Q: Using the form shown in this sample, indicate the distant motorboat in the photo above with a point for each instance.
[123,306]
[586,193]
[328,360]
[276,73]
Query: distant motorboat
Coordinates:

.....

# [SET EXERCISE]
Reproduce each of the lines above verbatim, in the same order.

# [PROBLEM SOLUTION]
Q: Using the form shown in this sample, indicate the distant motorboat in the photo above with a point for each instance.
[123,306]
[586,193]
[328,360]
[276,73]
Query: distant motorboat
Coordinates:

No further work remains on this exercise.